EXERCISE DETAILS: Can you quote exactly the stretch of lines from the one with "the bicycle handlebar" through the final line of the material, both ends included?

TASK INPUTS:
+ + + +

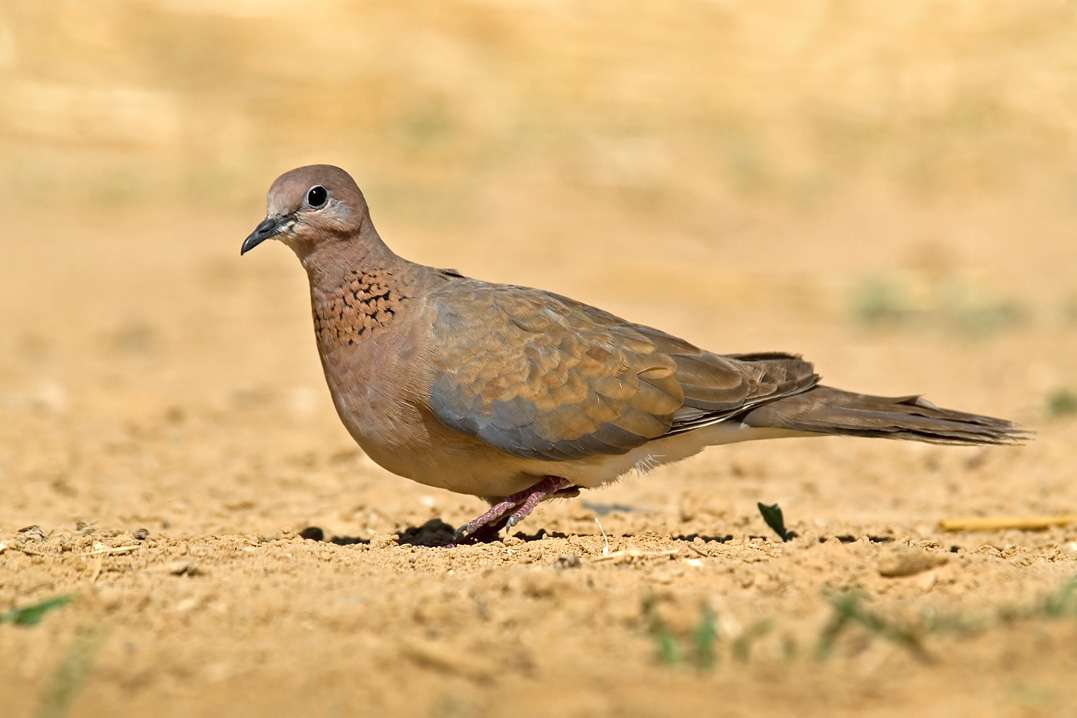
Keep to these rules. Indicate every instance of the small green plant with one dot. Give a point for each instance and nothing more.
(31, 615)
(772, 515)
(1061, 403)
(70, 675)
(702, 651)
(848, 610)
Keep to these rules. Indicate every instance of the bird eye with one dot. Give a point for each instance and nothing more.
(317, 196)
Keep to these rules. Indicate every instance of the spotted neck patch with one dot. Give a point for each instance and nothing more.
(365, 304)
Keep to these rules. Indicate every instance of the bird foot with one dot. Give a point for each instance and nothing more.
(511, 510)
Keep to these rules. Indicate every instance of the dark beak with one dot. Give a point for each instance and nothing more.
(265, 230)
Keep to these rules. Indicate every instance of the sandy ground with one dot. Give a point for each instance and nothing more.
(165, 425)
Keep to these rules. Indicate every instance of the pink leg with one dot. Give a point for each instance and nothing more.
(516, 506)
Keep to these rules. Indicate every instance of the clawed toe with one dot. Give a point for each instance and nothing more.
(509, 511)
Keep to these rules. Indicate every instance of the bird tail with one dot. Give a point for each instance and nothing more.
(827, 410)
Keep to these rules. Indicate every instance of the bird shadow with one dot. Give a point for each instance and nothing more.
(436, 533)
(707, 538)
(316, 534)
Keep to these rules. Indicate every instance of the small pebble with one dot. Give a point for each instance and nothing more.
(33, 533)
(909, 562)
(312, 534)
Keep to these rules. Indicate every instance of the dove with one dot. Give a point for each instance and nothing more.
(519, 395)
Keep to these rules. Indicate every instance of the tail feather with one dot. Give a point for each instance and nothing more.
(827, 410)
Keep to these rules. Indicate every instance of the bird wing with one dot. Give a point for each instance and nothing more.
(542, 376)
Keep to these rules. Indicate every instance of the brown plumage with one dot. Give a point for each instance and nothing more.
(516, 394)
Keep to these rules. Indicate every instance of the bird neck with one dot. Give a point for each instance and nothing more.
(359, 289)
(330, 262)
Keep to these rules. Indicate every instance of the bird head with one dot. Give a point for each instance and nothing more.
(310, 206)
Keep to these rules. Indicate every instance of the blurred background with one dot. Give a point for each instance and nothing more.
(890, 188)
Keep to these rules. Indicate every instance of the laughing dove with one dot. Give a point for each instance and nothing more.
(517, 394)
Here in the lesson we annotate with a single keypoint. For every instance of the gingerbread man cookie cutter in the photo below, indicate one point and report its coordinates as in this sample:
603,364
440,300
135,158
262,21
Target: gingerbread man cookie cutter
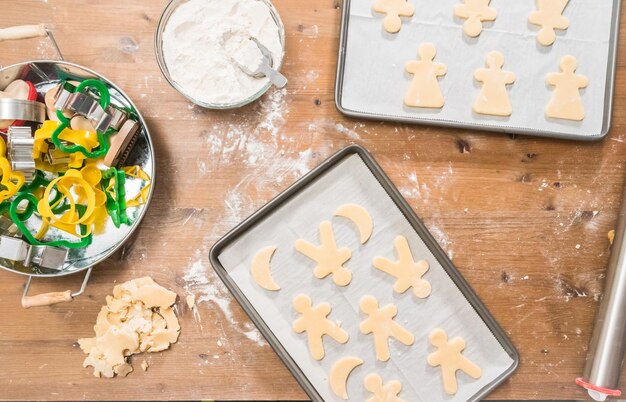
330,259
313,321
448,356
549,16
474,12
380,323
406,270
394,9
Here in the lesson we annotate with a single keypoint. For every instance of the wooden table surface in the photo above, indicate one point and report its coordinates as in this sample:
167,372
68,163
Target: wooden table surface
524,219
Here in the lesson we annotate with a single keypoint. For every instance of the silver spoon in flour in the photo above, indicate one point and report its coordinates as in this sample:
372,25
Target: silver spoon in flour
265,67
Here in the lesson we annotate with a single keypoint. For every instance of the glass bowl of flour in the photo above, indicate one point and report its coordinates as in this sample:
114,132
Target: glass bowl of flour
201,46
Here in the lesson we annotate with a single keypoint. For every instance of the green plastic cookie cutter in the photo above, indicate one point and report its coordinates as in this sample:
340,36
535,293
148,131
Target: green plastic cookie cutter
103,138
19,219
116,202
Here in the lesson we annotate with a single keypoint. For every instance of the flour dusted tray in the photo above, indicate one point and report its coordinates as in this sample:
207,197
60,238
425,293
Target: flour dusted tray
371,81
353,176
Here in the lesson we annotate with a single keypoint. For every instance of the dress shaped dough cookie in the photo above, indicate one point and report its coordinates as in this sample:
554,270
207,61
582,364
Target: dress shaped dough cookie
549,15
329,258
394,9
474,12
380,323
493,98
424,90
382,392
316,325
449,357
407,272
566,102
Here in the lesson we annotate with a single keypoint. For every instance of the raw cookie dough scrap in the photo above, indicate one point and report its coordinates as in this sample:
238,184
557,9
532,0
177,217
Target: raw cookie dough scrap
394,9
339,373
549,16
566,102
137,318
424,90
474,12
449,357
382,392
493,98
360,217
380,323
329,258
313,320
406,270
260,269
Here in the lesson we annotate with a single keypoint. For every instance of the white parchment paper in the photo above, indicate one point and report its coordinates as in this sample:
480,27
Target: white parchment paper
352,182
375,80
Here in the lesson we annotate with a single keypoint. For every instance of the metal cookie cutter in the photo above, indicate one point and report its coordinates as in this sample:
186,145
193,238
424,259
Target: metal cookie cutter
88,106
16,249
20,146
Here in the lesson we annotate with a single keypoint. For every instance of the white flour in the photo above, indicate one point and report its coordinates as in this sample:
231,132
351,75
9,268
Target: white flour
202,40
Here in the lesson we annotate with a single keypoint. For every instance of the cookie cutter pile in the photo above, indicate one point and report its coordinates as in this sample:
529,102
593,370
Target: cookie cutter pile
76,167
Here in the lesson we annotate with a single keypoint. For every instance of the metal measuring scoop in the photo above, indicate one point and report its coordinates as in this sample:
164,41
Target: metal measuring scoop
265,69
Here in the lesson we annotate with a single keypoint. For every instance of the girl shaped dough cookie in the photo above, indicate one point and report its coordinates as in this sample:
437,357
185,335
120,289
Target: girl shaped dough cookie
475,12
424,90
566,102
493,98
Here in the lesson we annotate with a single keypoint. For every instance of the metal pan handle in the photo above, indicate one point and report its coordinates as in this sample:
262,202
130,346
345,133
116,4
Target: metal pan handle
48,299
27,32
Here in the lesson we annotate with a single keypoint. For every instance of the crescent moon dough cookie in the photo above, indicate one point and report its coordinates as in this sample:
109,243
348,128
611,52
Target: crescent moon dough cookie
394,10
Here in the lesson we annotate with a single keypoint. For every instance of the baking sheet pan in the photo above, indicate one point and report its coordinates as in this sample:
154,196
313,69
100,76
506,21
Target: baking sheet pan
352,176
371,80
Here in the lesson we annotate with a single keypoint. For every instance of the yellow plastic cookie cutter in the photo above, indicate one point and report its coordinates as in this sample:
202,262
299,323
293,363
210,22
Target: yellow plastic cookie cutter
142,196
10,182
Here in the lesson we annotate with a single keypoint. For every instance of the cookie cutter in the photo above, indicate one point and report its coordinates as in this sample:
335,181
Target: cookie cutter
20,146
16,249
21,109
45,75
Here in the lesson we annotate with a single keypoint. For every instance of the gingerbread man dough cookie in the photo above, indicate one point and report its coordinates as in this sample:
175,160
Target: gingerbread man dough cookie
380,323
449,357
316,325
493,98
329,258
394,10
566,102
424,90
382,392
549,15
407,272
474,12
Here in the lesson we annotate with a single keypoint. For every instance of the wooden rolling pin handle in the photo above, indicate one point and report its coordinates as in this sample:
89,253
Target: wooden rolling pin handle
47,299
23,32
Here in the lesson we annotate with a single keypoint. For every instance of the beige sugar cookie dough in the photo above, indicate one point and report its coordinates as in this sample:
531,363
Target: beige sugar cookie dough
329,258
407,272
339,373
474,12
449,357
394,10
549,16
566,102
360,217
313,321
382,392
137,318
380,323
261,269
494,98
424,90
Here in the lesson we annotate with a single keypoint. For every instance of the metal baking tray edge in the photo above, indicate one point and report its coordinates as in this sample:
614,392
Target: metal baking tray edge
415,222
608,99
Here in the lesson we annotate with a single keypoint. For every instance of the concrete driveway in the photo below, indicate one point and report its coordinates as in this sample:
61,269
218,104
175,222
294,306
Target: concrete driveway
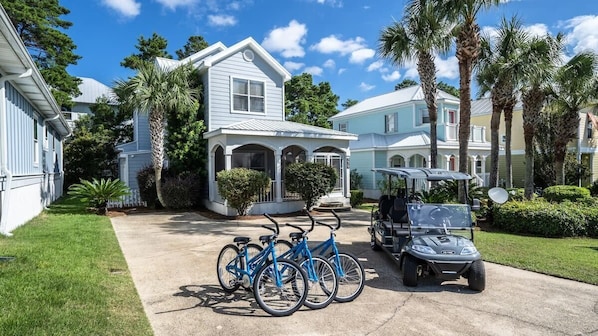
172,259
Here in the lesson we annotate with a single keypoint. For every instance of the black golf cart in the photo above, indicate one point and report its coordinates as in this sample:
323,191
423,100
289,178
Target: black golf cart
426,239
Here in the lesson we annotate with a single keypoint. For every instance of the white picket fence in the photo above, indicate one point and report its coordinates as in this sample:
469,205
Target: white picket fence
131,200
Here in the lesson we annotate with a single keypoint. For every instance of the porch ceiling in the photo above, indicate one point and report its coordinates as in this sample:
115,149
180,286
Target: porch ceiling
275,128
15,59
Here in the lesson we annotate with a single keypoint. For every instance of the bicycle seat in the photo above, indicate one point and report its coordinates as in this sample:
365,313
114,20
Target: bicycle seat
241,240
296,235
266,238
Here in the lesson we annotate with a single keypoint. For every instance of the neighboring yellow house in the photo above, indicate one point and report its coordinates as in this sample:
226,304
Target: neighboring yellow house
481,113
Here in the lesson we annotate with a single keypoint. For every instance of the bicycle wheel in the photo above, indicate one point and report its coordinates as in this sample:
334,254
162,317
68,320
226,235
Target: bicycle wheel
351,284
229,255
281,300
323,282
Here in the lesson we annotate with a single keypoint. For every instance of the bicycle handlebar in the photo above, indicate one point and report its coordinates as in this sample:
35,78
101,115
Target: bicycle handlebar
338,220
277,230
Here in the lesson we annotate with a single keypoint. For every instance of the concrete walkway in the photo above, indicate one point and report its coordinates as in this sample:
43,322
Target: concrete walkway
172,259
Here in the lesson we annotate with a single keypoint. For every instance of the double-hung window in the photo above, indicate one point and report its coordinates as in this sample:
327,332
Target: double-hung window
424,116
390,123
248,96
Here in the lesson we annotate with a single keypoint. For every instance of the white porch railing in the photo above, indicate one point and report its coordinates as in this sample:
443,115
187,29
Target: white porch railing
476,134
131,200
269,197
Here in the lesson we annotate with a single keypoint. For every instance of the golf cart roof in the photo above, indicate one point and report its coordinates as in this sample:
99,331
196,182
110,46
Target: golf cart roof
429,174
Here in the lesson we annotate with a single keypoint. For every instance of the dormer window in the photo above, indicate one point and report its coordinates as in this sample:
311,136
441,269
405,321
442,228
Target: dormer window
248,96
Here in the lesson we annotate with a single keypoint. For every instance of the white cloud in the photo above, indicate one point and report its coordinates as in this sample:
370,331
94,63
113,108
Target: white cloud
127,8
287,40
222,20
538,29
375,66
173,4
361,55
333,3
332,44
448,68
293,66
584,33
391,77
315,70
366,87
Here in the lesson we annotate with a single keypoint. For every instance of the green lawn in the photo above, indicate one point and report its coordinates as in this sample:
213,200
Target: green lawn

+ + + +

TASK RESPONSE:
Here in the lesson we annotate with a single keypoint. For every instance of the bicycle handlebar in the photo above, indicate one point and report its coordinates as in this sample:
35,78
101,115
Target: bicycle handlebar
338,220
277,230
Here in the lesson we annotate with a single keypoint. For every instance of the concrete walkway in the photo above, indicate one point and report its coordinates as in this sample:
43,322
Target: concrete walkway
172,259
Here in the lesson we annotate with a single keypoint. For every instance of the double-hung window in the photo above, indicate one point and report its coordinates as in this sample:
327,332
Target: double-hung window
424,116
390,123
248,96
Here in the lesson we annotate with a single keypoint. For every instance of the white porch railing in the photo above, indicate one point and report its coordinates as in this sample:
443,115
187,29
Target: white porch railing
476,134
131,200
269,197
Here in the lesson we annotate with a single keypoint. For every instance of the golf cart roof in the photo above, indicate one point and report its coordinates as in this sample:
99,331
196,182
110,46
Target: golf cart roof
429,174
Here in the lesson we annotate with a single keypoint. For every instance of the dormer window in the photo above, indicate one point and report its coordinates as in this sample:
311,136
441,269
405,321
442,228
Target: dormer window
248,96
Here in the lesson we annotate with a single keypoint. For every instance of the white cloud in the photo above, indicate one point and report its coordinates as in this sample:
370,331
94,63
113,108
Target: white cloud
127,8
287,40
222,20
538,29
375,66
173,4
361,55
333,3
332,44
448,68
293,66
584,33
391,77
315,70
366,87
Here in the lesson we annotate with a single keypoint. For every instance of the green lawn in the photo above, indicate one point and report its coordinates as in this sample:
213,200
Target: green lawn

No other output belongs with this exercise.